(EXERCISE GOAL)
Make an exact copy of the records, leaving out the images.
-------------------------
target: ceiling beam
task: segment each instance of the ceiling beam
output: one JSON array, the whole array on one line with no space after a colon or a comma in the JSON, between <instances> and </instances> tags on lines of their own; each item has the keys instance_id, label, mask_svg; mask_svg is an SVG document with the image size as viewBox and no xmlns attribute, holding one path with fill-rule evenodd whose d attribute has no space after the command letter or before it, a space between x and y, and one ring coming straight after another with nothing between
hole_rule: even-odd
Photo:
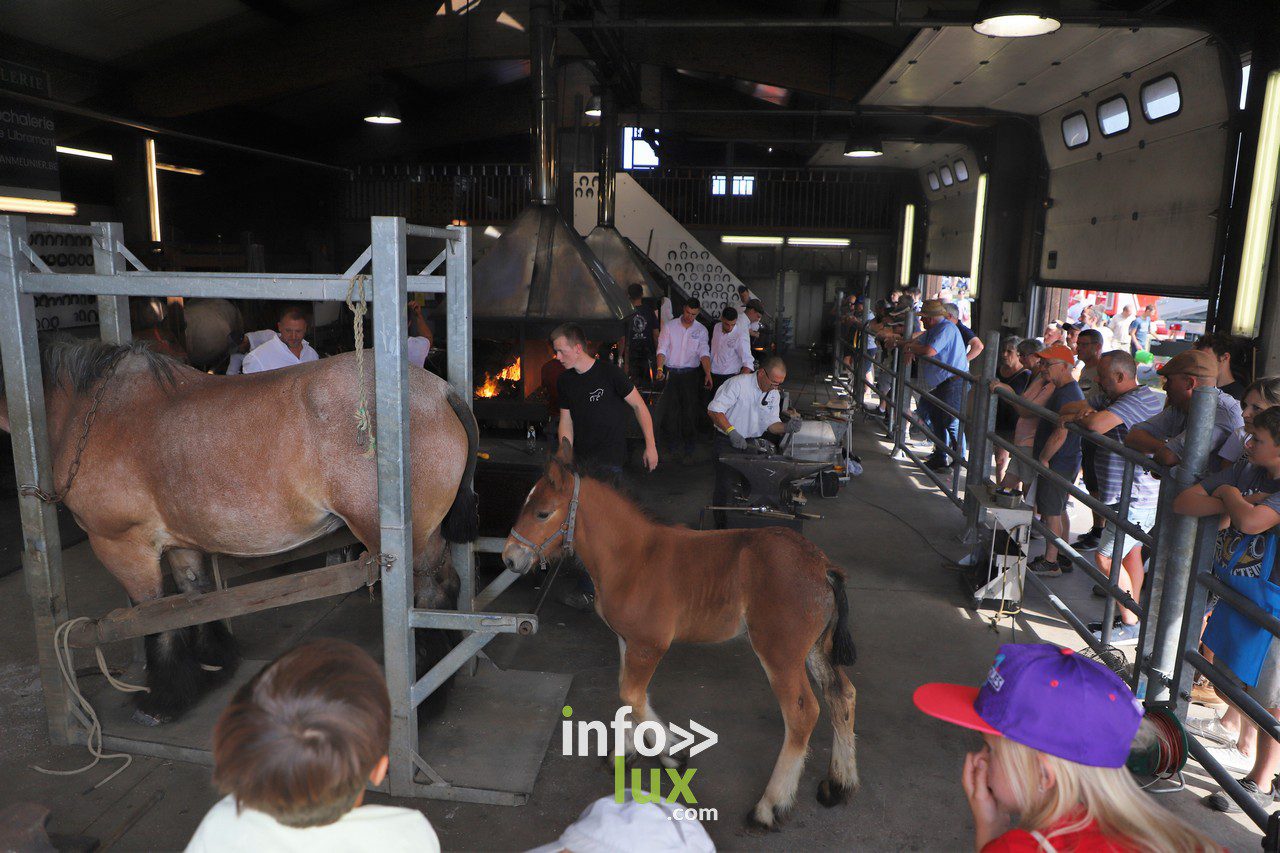
<instances>
[{"instance_id":1,"label":"ceiling beam","mask_svg":"<svg viewBox=\"0 0 1280 853\"><path fill-rule=\"evenodd\" d=\"M436 62L524 58L529 36L497 24L495 8L437 16L437 4L397 0L344 8L285 30L223 43L137 72L129 102L141 113L181 116ZM493 16L490 13L495 13ZM581 57L571 36L561 57Z\"/></svg>"}]
</instances>

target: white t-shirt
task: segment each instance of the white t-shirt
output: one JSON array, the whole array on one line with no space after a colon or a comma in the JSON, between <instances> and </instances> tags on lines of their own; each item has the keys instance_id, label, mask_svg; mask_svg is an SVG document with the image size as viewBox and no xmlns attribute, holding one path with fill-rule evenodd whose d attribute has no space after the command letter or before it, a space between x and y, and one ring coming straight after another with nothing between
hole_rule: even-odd
<instances>
[{"instance_id":1,"label":"white t-shirt","mask_svg":"<svg viewBox=\"0 0 1280 853\"><path fill-rule=\"evenodd\" d=\"M716 323L715 331L711 334L711 372L723 376L754 366L751 335L747 330L741 325L735 325L733 331L726 335L724 326Z\"/></svg>"},{"instance_id":2,"label":"white t-shirt","mask_svg":"<svg viewBox=\"0 0 1280 853\"><path fill-rule=\"evenodd\" d=\"M293 367L308 361L319 361L320 355L311 348L311 344L302 342L302 354L294 355L293 350L280 340L280 336L268 340L262 346L250 350L244 357L245 373L261 373L264 370L279 370L282 367Z\"/></svg>"},{"instance_id":3,"label":"white t-shirt","mask_svg":"<svg viewBox=\"0 0 1280 853\"><path fill-rule=\"evenodd\" d=\"M431 341L422 337L409 338L409 363L418 367L427 366L427 356L431 355Z\"/></svg>"},{"instance_id":4,"label":"white t-shirt","mask_svg":"<svg viewBox=\"0 0 1280 853\"><path fill-rule=\"evenodd\" d=\"M744 438L759 438L782 420L778 406L782 395L775 388L761 391L754 373L741 373L720 386L707 409L729 419L729 425Z\"/></svg>"},{"instance_id":5,"label":"white t-shirt","mask_svg":"<svg viewBox=\"0 0 1280 853\"><path fill-rule=\"evenodd\" d=\"M440 853L440 840L422 812L396 806L360 806L328 826L295 829L250 808L236 814L234 795L223 797L200 821L187 853L214 851L297 853Z\"/></svg>"}]
</instances>

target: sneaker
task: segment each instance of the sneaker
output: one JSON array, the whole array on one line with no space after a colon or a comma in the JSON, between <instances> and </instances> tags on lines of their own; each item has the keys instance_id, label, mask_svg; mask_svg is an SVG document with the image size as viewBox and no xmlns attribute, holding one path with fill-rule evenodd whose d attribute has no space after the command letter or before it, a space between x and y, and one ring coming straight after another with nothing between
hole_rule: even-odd
<instances>
[{"instance_id":1,"label":"sneaker","mask_svg":"<svg viewBox=\"0 0 1280 853\"><path fill-rule=\"evenodd\" d=\"M1079 539L1071 543L1071 547L1077 551L1096 551L1098 550L1099 534L1092 530L1081 536Z\"/></svg>"},{"instance_id":2,"label":"sneaker","mask_svg":"<svg viewBox=\"0 0 1280 853\"><path fill-rule=\"evenodd\" d=\"M1240 739L1240 733L1224 726L1221 717L1187 717L1187 731L1219 746L1234 746Z\"/></svg>"},{"instance_id":3,"label":"sneaker","mask_svg":"<svg viewBox=\"0 0 1280 853\"><path fill-rule=\"evenodd\" d=\"M1121 625L1123 625L1123 624L1124 624L1124 623L1120 621L1120 617L1119 617L1119 616L1117 616L1117 617L1115 617L1114 619L1112 619L1112 620L1111 620L1111 627L1112 627L1112 628L1119 628L1119 627L1120 627ZM1092 631L1092 632L1093 632L1093 633L1095 633L1095 634L1099 634L1099 633L1101 633L1101 632L1102 632L1102 620L1098 620L1097 622L1090 622L1090 623L1089 623L1089 630L1090 630L1090 631ZM1112 634L1112 636L1115 636L1115 634L1113 633L1113 634Z\"/></svg>"},{"instance_id":4,"label":"sneaker","mask_svg":"<svg viewBox=\"0 0 1280 853\"><path fill-rule=\"evenodd\" d=\"M1036 557L1027 564L1027 569L1035 572L1044 578L1056 578L1062 574L1062 566L1058 563L1051 563L1044 557Z\"/></svg>"},{"instance_id":5,"label":"sneaker","mask_svg":"<svg viewBox=\"0 0 1280 853\"><path fill-rule=\"evenodd\" d=\"M1231 746L1210 746L1206 747L1205 751L1232 773L1248 773L1253 769L1253 756L1245 755L1236 748L1235 744Z\"/></svg>"},{"instance_id":6,"label":"sneaker","mask_svg":"<svg viewBox=\"0 0 1280 853\"><path fill-rule=\"evenodd\" d=\"M583 613L596 609L596 597L577 589L557 595L556 601L566 607L572 607L574 610L580 610Z\"/></svg>"},{"instance_id":7,"label":"sneaker","mask_svg":"<svg viewBox=\"0 0 1280 853\"><path fill-rule=\"evenodd\" d=\"M951 463L945 459L926 459L924 466L930 471L946 471L951 467Z\"/></svg>"},{"instance_id":8,"label":"sneaker","mask_svg":"<svg viewBox=\"0 0 1280 853\"><path fill-rule=\"evenodd\" d=\"M1213 685L1205 681L1197 681L1191 685L1191 701L1196 705L1205 705L1210 708L1227 707L1227 703L1213 689Z\"/></svg>"},{"instance_id":9,"label":"sneaker","mask_svg":"<svg viewBox=\"0 0 1280 853\"><path fill-rule=\"evenodd\" d=\"M1252 779L1241 779L1240 787L1244 788L1245 793L1253 797L1253 799L1264 809L1274 803L1277 799L1274 783L1266 791L1258 790L1258 783ZM1210 794L1203 800L1204 804L1215 812L1226 812L1234 814L1243 809L1236 805L1236 801L1226 795L1225 791L1218 791L1216 794Z\"/></svg>"},{"instance_id":10,"label":"sneaker","mask_svg":"<svg viewBox=\"0 0 1280 853\"><path fill-rule=\"evenodd\" d=\"M1106 591L1105 589L1103 589L1102 587L1098 586L1098 585L1095 583L1095 584L1093 585L1093 597L1094 597L1094 598L1106 598L1106 597L1107 597L1107 591Z\"/></svg>"},{"instance_id":11,"label":"sneaker","mask_svg":"<svg viewBox=\"0 0 1280 853\"><path fill-rule=\"evenodd\" d=\"M1113 646L1132 646L1138 642L1138 632L1141 628L1138 625L1121 625L1111 632L1111 645ZM1094 631L1093 638L1099 643L1102 642L1102 631Z\"/></svg>"},{"instance_id":12,"label":"sneaker","mask_svg":"<svg viewBox=\"0 0 1280 853\"><path fill-rule=\"evenodd\" d=\"M1074 572L1076 570L1076 564L1071 562L1070 557L1067 557L1063 554L1059 554L1058 568L1061 569L1062 573L1065 575L1067 572Z\"/></svg>"}]
</instances>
-------------------------
(SOLUTION FOR THIS EXERCISE)
target: ceiling beam
task: segment each instance of the ceiling beam
output: one JSON array, the whole array on one line with no space after a colon or a comma in the JSON, between <instances> and </instances> tags on lines of their own; each item has the keys instance_id, label, mask_svg; mask_svg is an SVG document with the image size as viewBox and no xmlns attribute, holding one path with fill-rule evenodd whose d attribute has no space after the command letter or before it, a space between x and y, and one ring coming straight after another with nothing between
hole_rule: even-odd
Photo:
<instances>
[{"instance_id":1,"label":"ceiling beam","mask_svg":"<svg viewBox=\"0 0 1280 853\"><path fill-rule=\"evenodd\" d=\"M436 62L524 58L529 36L497 24L495 8L437 16L437 4L397 0L344 8L285 30L223 43L137 72L129 102L141 113L181 116ZM493 16L490 13L495 13ZM581 57L571 36L561 57Z\"/></svg>"}]
</instances>

target: white t-shirt
task: segment each instance of the white t-shirt
output: one JSON array, the whole array on one line with no space after a colon or a comma in the JSON, between <instances> and </instances> tags on lines of their own; each item has the keys instance_id, label, mask_svg; mask_svg is an SVG document with the image size as viewBox and no xmlns attribute, holding one path with fill-rule evenodd whose d attribute has no space after the command letter or before it, a space between x and y, and one ring coming straight after another with nothing between
hole_rule: even-odd
<instances>
[{"instance_id":1,"label":"white t-shirt","mask_svg":"<svg viewBox=\"0 0 1280 853\"><path fill-rule=\"evenodd\" d=\"M716 323L715 331L711 334L711 372L723 376L754 366L751 335L747 330L741 325L735 325L733 331L726 335L724 326Z\"/></svg>"},{"instance_id":2,"label":"white t-shirt","mask_svg":"<svg viewBox=\"0 0 1280 853\"><path fill-rule=\"evenodd\" d=\"M293 367L308 361L319 361L320 355L311 348L311 344L302 342L302 354L294 355L293 350L280 340L280 336L268 340L262 346L250 350L244 357L245 373L261 373L264 370L279 370L282 367Z\"/></svg>"},{"instance_id":3,"label":"white t-shirt","mask_svg":"<svg viewBox=\"0 0 1280 853\"><path fill-rule=\"evenodd\" d=\"M431 341L422 337L409 338L409 363L418 367L427 366L427 356L431 355Z\"/></svg>"},{"instance_id":4,"label":"white t-shirt","mask_svg":"<svg viewBox=\"0 0 1280 853\"><path fill-rule=\"evenodd\" d=\"M744 438L759 438L782 420L778 406L782 395L775 388L761 391L754 373L741 373L720 386L707 409L729 419L729 425Z\"/></svg>"},{"instance_id":5,"label":"white t-shirt","mask_svg":"<svg viewBox=\"0 0 1280 853\"><path fill-rule=\"evenodd\" d=\"M440 853L440 840L422 812L396 806L360 806L328 826L295 829L250 808L236 814L234 795L223 797L200 821L187 853L214 851L297 853Z\"/></svg>"}]
</instances>

target: sneaker
task: segment each instance of the sneaker
output: one JSON array, the whole array on one line with no space after a colon or a comma in the JSON, between <instances> and </instances> tags on lines of their own; each item has the keys instance_id, label, mask_svg; mask_svg is an SVG document with the image size as viewBox and no xmlns attribute, holding one path with fill-rule evenodd whose d attribute has no space after the command letter or before it, a space between x and y, and one ring coming straight after another with nothing between
hole_rule: even-odd
<instances>
[{"instance_id":1,"label":"sneaker","mask_svg":"<svg viewBox=\"0 0 1280 853\"><path fill-rule=\"evenodd\" d=\"M1079 539L1071 543L1071 547L1077 551L1096 551L1098 550L1099 534L1092 530L1081 536Z\"/></svg>"},{"instance_id":2,"label":"sneaker","mask_svg":"<svg viewBox=\"0 0 1280 853\"><path fill-rule=\"evenodd\" d=\"M1240 739L1240 733L1224 726L1221 717L1187 717L1187 731L1219 746L1234 746Z\"/></svg>"},{"instance_id":3,"label":"sneaker","mask_svg":"<svg viewBox=\"0 0 1280 853\"><path fill-rule=\"evenodd\" d=\"M1121 625L1123 625L1123 624L1124 624L1124 623L1120 621L1120 617L1119 617L1119 616L1117 616L1117 617L1115 617L1114 619L1112 619L1112 620L1111 620L1111 627L1112 627L1112 628L1119 628L1119 627L1120 627ZM1092 631L1092 632L1093 632L1093 633L1095 633L1095 634L1099 634L1099 633L1101 633L1101 632L1102 632L1102 620L1098 620L1097 622L1090 622L1090 623L1089 623L1089 630L1090 630L1090 631ZM1112 634L1112 636L1115 636L1115 634L1113 633L1113 634Z\"/></svg>"},{"instance_id":4,"label":"sneaker","mask_svg":"<svg viewBox=\"0 0 1280 853\"><path fill-rule=\"evenodd\" d=\"M1036 557L1027 564L1027 569L1035 572L1044 578L1056 578L1062 574L1062 566L1058 563L1051 563L1044 557Z\"/></svg>"},{"instance_id":5,"label":"sneaker","mask_svg":"<svg viewBox=\"0 0 1280 853\"><path fill-rule=\"evenodd\" d=\"M1231 746L1210 746L1206 747L1205 751L1232 773L1248 773L1253 769L1253 756L1245 755L1236 748L1235 744Z\"/></svg>"},{"instance_id":6,"label":"sneaker","mask_svg":"<svg viewBox=\"0 0 1280 853\"><path fill-rule=\"evenodd\" d=\"M583 613L596 609L596 597L577 589L557 595L556 601L566 607L572 607L574 610L580 610Z\"/></svg>"},{"instance_id":7,"label":"sneaker","mask_svg":"<svg viewBox=\"0 0 1280 853\"><path fill-rule=\"evenodd\" d=\"M951 463L945 459L926 459L924 466L930 471L946 471L951 467Z\"/></svg>"},{"instance_id":8,"label":"sneaker","mask_svg":"<svg viewBox=\"0 0 1280 853\"><path fill-rule=\"evenodd\" d=\"M1213 685L1205 681L1197 681L1191 685L1191 701L1196 705L1205 705L1210 708L1227 707L1227 703L1213 689Z\"/></svg>"},{"instance_id":9,"label":"sneaker","mask_svg":"<svg viewBox=\"0 0 1280 853\"><path fill-rule=\"evenodd\" d=\"M1252 779L1241 779L1240 787L1244 788L1245 793L1253 797L1253 799L1264 809L1274 803L1277 799L1274 783L1266 791L1258 790L1258 783ZM1210 794L1203 800L1204 804L1215 812L1226 812L1234 814L1243 809L1236 805L1236 801L1226 795L1225 791L1218 791L1216 794Z\"/></svg>"},{"instance_id":10,"label":"sneaker","mask_svg":"<svg viewBox=\"0 0 1280 853\"><path fill-rule=\"evenodd\" d=\"M1106 591L1105 589L1103 589L1102 587L1098 586L1098 585L1095 583L1095 584L1093 585L1093 597L1094 597L1094 598L1106 598L1106 597L1107 597L1107 591Z\"/></svg>"},{"instance_id":11,"label":"sneaker","mask_svg":"<svg viewBox=\"0 0 1280 853\"><path fill-rule=\"evenodd\" d=\"M1113 646L1132 646L1138 642L1138 632L1141 628L1138 625L1121 625L1111 632L1111 645ZM1094 631L1093 638L1099 643L1102 642L1102 631Z\"/></svg>"},{"instance_id":12,"label":"sneaker","mask_svg":"<svg viewBox=\"0 0 1280 853\"><path fill-rule=\"evenodd\" d=\"M1074 572L1076 570L1076 564L1071 562L1070 557L1067 557L1063 554L1059 554L1058 568L1061 569L1062 573L1065 575L1067 572Z\"/></svg>"}]
</instances>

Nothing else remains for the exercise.